▶ TEXT BLOCK:

<<<<

Colin Quincey and a mate prepare the Tasman Trespasser in the Hokianga Harbour.
Colin Quincey, the first person to row solo across the Tasman Sea, has passed away in Northland, aged 73.
Quincey, a longtime smoker, died of lung cancer at Kawakawa Hospital, having spent the past five years living in Paihia where he would row a small boat, and volunteer at the Citizens Advice Bureau.
In 1977, the 32-year-old Quincey was down to his last day of food when he crash-landed in the dark on the Sunshine Coast, 63 days after leaving the Hokianga Harbour in the open wooden Yorkshire dory he had built.
He had only a short-range radio for communication from his row boat, and reckoned his survival odds were 50/50 in those pre-GPS days.
In a remarkable family feat, his son Shaun repeated the trans-Tasman row, in 54 days, from Australia to New Zealand in 2010. They are still the only solo rowers of the Tasman, and both men's boats are kept at Auckland's Maritime Museum.
Colin Quincey's life since he made the headlines was also adventure-filled.
"He had three wives...you could say he was a hard man to hang on to," Shaun Quincey told the Herald.
"Normal problems were never big enough for him. He needed bigger challenges."

>>>>

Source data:
<<<<

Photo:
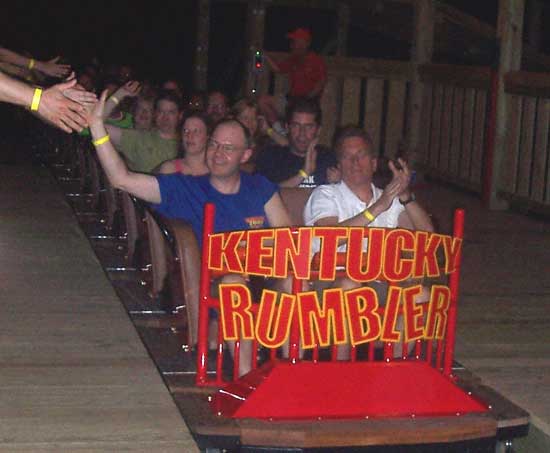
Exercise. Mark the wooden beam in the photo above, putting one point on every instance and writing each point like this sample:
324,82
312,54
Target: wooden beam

>>>>

▶ ABOUT THIS EXERCISE:
Please continue the obituary of Tasman rower Colin Quincey from the point where it stops.

▶ TASK RESPONSE:
These adventures included a solo sailing attempt to Tonga, where he would eventually teach, which ended with his yacht sinking near the Poor Knights Islands, after it struck a container. The man who had rowed alone across the Tasman required rescuing.
At the age of 60, he headed to Burma to help build a school, but was among a number of people taken hostage for three months by "local militia", according to Shaun.
Colin Quincey and two others managed to escape and kept going in fear for their lives, "swimming the Mekong River" along the way. His diary recorded it as "sad and scary" times.
Quincey had been painting houses in Ponsonby when he struck upon the Tasman rowing idea.
Forty years after his famous row, Quincey told the Herald the adventure was a grind of "eat, sleep, row". The highlights included an encounter with an orca longer than his boat, leading to a brief period of frantic rowing before realising it was a pointless exercise.
"I stopped and sat and chilled out and watched," he recalled.
"It came within about six metres of the boat and had a look for a few seconds. There was this big, black eye ... looking at me. The blackness of it was intense. I looked back and there was some sort of communication there.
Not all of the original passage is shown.